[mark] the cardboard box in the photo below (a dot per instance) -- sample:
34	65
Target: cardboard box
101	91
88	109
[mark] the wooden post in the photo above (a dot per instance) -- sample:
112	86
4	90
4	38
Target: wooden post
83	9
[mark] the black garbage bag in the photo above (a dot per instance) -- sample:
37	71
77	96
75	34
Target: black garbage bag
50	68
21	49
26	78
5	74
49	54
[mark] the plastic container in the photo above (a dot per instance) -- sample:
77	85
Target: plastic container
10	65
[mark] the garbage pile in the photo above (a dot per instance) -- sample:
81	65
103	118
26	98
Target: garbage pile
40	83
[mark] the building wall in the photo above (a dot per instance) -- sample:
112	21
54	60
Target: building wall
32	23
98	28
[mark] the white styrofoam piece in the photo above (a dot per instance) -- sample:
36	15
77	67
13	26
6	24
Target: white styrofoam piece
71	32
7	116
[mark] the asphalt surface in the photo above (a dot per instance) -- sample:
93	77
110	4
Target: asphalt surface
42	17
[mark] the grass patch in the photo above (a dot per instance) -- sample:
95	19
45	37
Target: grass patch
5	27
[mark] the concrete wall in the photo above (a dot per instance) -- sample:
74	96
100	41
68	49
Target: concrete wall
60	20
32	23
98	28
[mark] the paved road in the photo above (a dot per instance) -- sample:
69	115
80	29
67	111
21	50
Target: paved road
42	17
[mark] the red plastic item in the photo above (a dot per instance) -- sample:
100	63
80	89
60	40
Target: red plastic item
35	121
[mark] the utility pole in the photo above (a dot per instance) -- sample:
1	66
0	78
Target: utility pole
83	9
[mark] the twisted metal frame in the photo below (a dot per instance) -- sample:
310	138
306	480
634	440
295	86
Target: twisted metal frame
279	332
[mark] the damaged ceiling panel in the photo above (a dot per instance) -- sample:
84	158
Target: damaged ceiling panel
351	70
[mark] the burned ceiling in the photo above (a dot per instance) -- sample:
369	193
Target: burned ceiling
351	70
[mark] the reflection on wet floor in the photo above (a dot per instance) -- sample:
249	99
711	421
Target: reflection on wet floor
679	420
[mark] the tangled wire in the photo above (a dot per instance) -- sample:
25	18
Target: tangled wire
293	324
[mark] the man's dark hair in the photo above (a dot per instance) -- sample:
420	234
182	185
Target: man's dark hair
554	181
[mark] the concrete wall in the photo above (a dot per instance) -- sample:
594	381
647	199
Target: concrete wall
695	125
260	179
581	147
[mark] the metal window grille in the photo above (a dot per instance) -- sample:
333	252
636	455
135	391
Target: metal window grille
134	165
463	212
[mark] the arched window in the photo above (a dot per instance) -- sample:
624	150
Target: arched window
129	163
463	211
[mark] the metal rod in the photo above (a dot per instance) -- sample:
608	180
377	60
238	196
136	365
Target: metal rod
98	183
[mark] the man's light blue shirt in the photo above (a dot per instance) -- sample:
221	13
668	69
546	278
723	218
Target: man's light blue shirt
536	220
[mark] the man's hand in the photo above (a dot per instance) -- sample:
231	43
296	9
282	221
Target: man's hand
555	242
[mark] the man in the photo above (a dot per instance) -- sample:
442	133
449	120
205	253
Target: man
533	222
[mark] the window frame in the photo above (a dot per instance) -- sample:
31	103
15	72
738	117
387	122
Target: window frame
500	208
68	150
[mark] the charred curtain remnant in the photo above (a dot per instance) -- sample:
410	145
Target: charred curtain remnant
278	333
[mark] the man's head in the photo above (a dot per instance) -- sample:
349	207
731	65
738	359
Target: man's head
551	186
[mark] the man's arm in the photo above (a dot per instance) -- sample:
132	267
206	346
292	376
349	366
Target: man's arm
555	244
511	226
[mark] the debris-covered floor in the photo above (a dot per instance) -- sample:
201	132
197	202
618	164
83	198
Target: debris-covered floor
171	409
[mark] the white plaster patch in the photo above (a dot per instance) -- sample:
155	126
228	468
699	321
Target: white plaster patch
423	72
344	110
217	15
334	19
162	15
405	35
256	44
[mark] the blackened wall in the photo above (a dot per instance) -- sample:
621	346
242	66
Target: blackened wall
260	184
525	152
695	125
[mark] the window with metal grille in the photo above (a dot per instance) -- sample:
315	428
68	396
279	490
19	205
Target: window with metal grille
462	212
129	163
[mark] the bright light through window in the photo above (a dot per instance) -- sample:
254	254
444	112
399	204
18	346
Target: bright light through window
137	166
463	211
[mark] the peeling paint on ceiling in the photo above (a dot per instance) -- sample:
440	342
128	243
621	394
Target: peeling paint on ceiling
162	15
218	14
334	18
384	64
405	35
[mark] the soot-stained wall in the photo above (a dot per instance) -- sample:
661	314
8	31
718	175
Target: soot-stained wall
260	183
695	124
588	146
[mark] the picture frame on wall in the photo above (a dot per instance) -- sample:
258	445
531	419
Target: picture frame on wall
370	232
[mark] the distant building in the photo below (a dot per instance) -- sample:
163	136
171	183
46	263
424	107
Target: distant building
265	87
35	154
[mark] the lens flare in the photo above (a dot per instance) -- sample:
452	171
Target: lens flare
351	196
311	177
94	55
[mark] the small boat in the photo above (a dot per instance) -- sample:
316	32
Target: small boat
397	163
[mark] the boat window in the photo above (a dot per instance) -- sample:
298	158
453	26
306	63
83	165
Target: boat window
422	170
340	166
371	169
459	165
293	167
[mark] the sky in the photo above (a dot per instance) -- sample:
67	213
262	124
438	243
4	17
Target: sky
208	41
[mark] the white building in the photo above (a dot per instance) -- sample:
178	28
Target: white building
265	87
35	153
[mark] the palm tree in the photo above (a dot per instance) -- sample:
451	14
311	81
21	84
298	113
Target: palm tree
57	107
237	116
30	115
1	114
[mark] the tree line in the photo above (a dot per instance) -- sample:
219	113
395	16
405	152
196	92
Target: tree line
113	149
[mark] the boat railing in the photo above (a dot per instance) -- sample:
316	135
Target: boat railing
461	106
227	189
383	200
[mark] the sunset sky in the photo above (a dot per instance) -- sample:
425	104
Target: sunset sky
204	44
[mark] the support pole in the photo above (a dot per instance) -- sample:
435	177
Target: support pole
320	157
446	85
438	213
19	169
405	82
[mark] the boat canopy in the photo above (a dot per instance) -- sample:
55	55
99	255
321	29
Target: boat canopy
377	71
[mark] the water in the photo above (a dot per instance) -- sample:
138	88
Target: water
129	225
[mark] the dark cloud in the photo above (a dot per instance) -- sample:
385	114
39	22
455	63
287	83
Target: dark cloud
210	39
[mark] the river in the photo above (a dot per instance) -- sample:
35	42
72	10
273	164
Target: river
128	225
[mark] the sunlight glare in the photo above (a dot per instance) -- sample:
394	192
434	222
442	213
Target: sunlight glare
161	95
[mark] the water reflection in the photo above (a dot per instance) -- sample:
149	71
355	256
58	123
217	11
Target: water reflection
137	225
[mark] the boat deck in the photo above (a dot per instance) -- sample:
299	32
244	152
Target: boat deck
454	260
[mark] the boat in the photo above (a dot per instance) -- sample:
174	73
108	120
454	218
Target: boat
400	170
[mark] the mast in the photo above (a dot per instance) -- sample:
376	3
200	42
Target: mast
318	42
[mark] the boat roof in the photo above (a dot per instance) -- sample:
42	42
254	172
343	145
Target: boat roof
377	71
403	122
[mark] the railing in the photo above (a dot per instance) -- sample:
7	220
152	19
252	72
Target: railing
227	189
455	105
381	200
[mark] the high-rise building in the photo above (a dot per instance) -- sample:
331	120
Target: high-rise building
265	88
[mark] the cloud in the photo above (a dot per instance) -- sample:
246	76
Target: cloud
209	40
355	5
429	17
--------------------
- _GOAL OF THE EXERCISE_
The answer must consist of every entry, set down exactly as given.

- _TASK ANSWER_
[mark] the cardboard box in the photo below (a dot per instance) -- sample:
34	65
Target: cardboard box
101	91
88	109
[mark] the wooden post in the photo above (a dot per instance) -- sample:
112	86
4	90
4	38
Target: wooden post
83	9
[mark] the black garbage bag in the photo above (a dot per instance) -- sample:
37	71
77	96
75	34
Target: black garbage bag
50	68
21	49
26	78
5	74
49	54
[mark] the plastic container in the photo above (a dot per instance) -- sample:
77	85
Target: plastic container
10	65
[mark] the garbage pile in the photo above (a dot per instance) -- sample:
81	65
103	118
26	98
Target: garbage pile
40	83
[mark] the building wall in the photo above (a dot per instance) -- sample:
112	21
54	60
Target: building wall
32	23
98	28
[mark] the white styrofoam piece in the photo above (a dot per instance) -- sample:
36	15
77	67
13	26
6	24
Target: white styrofoam piece
71	32
7	116
[mark] the asphalt surface in the photo above (a dot per instance) -- sample:
93	77
110	4
Target: asphalt surface
42	17
[mark] the grass patch in the photo above (a dot per instance) -- sample:
95	19
45	37
Target: grass patch
5	27
[mark] the concrete wall in the photo above (a dot per instance) -- sample:
74	96
100	41
68	49
Target: concrete wall
60	20
32	23
98	28
[mark] the paved road in the photo above (a dot per instance) -- sample:
69	115
80	29
67	111
21	50
Target: paved road
42	17
[mark] the red plastic item in the photo above (a dot per instance) -- sample:
100	63
80	89
60	40
Target: red plastic item
35	121
[mark] the utility pole in the photo above (a dot per instance) -- sample:
1	66
0	78
Target: utility pole
83	9
[mark] the twisted metal frame in the photo below (a dot per instance) -- sample:
310	138
306	480
634	440
295	86
Target: twisted metal frame
279	332
[mark] the damaged ceiling panel in the photo above (a dot per instance) -- sample:
84	158
Target: damaged ceiling panel
351	70
[mark] the burned ceiling in the photo above (a dot per instance) -- sample:
369	193
Target: burned ceiling
351	70
[mark] the reflection on wet floor in the photo above (a dot per instance) -- sample:
249	99
711	421
Target: reflection on wet floor
679	420
[mark] the tangled wire in the photo above (a dot per instance) -- sample:
25	18
Target: tangled wire
293	324
[mark] the man's dark hair in the photo above (a dot per instance) -- sample:
420	234
182	185
Target: man's dark hair
554	181
[mark] the concrete wall in the photo above (a dot per instance) -- sample:
594	381
647	199
Target: concrete wall
695	125
260	179
581	147
[mark] the metal window grille in the photo above (a dot per instance) -- sample:
333	252
636	455
135	391
Target: metal window grille
134	165
463	212
[mark] the arched window in the photo above (a dot per instance) -- sample:
624	150
Target: arched window
129	163
463	211
[mark] the metal rod in the photo above (a dot per instance) -- sample:
608	180
377	60
238	196
136	365
Target: metal rod
98	183
[mark] the man's light blue shirt in the photo above (a dot per instance) -- sample:
221	13
668	69
546	278
723	218
Target: man's light blue shirt
536	220
[mark] the man's hand in the photo above (a dot per instance) -- sample:
231	43
296	9
282	221
Target: man's hand
555	242
[mark] the man in the photo above (a dot per instance) -- sample:
442	133
449	120
205	253
Target: man
533	222
[mark] the window frame in the photo above (a dot per instance) -- sample:
31	103
15	72
738	117
387	122
Target: window frame
500	208
68	150
[mark] the charred curtain remnant in the photo above (a dot per instance) -- sample:
410	145
Target: charred curtain remnant
278	333
[mark] the man's head in the photo above (a dot per instance) -- sample:
349	207
731	65
738	359
Target: man's head
551	186
[mark] the man's arm in the photo above (a dot per instance) -- sample:
132	267
206	346
292	376
349	366
Target: man's arm
555	244
511	226
[mark] the debris-covered floor in the photo above (a dot per instance) -- sample:
201	132
197	202
618	164
83	198
Target: debris-covered floor
171	409
[mark] the white plaster patch in the photo above (a dot per instance) -- sample:
155	126
228	468
699	321
Target: white plaster patch
423	72
344	110
217	15
334	19
162	15
405	35
256	44
[mark] the blackened wall in the photo above (a dot per instance) -- sample:
621	346
242	66
Target: blackened wall
260	184
525	152
695	125
[mark] the window with metal grille in the photo above (a dot per instance) -- sample:
315	428
68	396
279	490
19	205
Target: window with metal grille
462	212
129	163
[mark] the bright light through window in the photo above (a dot per instance) -- sample:
254	254
444	112
399	204
18	346
Target: bright light through window
137	166
463	211
[mark] the peeling paint on ceiling in the photo above (a dot per instance) -- sample:
440	342
128	243
621	394
Target: peeling paint on ceiling
162	15
218	14
334	18
384	64
405	35
[mark] the soot-stained wall in the photo above (a dot per instance) -- sample:
661	314
8	31
718	175
Target: soot-stained wall
260	183
695	124
588	146
[mark] the picture frame on wall in the photo above (a dot per instance) -- sample:
258	445
531	419
Target: picture frame on wall
370	232
[mark] the distant building in the photo below (a dot per instance) -- sample:
163	136
171	183
46	263
424	107
Target: distant building
265	87
35	154
[mark] the lens flare in the photo above (a dot per instance) -- sample:
452	171
Target: lens flare
351	196
311	177
94	55
[mark] the small boat in the photo above (a dot per instance) -- sample:
316	32
Target: small boat
397	163
[mark] the boat window in the photo above (a dot per instance) -- sample:
298	158
453	26
306	63
83	165
Target: boat window
422	170
340	166
371	169
459	165
293	167
[mark] the sky in the photo above (a dot per instance) -- sample:
67	213
262	124
438	243
4	17
Target: sky
208	41
[mark] the white building in the photo above (a dot per instance) -- sample:
178	28
Target: white building
265	87
35	153
[mark] the palm tree in the photo above (a dot per instance) -- sample:
451	14
311	81
21	84
298	113
Target: palm tree
57	107
237	116
30	115
1	114
[mark] the tree line in the photo above (a dot per instance) -- sample:
219	113
395	16
405	152
196	92
Target: tree line
113	149
[mark] the boat railing in the photo above (a dot per instance) -- sample:
316	135
Target: boat railing
461	106
227	189
383	200
[mark] the sunset sky in the photo above (a dot per instance) -- sample:
425	104
Target: sunset sky
204	44
[mark] the support pole in the photo above (a dot per instance) -- sample:
435	177
Target: support pole
320	157
446	85
438	213
19	169
405	82
[mark] the boat canopy in the photo above (a dot per instance) -- sample:
55	55
99	255
321	29
Target: boat canopy
377	71
[mark] the water in the photo above (a dot per instance) -- sample:
138	88
Target: water
129	225
[mark] the dark cloud in the photo above (a dot per instance) -- sample:
385	114
39	22
455	63
287	83
Target: dark cloud
210	39
[mark] the river in the photo above (a dot per instance) -- sample:
35	42
72	10
273	164
Target: river
128	225
[mark] the sunlight glare in the photo above (a dot per instance) -- sample:
394	192
434	222
442	213
Target: sunlight glare
161	95
[mark] the water reflection in the photo above (a dot per instance) -- sample:
149	71
355	256
58	123
217	11
Target: water reflection
137	225
[mark] the boat deck in the photo above (a dot per instance) -- sample:
299	32
244	152
Target: boat deck
454	260
[mark] the boat in the photo above (a dot per instance) -- sample:
174	73
108	120
454	218
Target: boat
400	170
[mark] the mast in the photo above (a dot per instance) -- sample:
376	3
200	42
Target: mast
318	42
[mark] the boat roof in the photo above (a dot per instance) -- sample:
42	42
254	172
343	145
Target: boat roof
377	71
403	122
[mark] the railing in the photo above (a dot per instance) -- sample:
7	220
152	19
252	72
Target: railing
227	189
455	105
381	200
[mark] the high-rise building in the photo above (a dot per instance) -- sample:
331	120
Target: high-rise building
265	88
[mark] the cloud in the photo above (a dot per instance) -- sample:
246	76
Target: cloud
209	40
355	5
429	17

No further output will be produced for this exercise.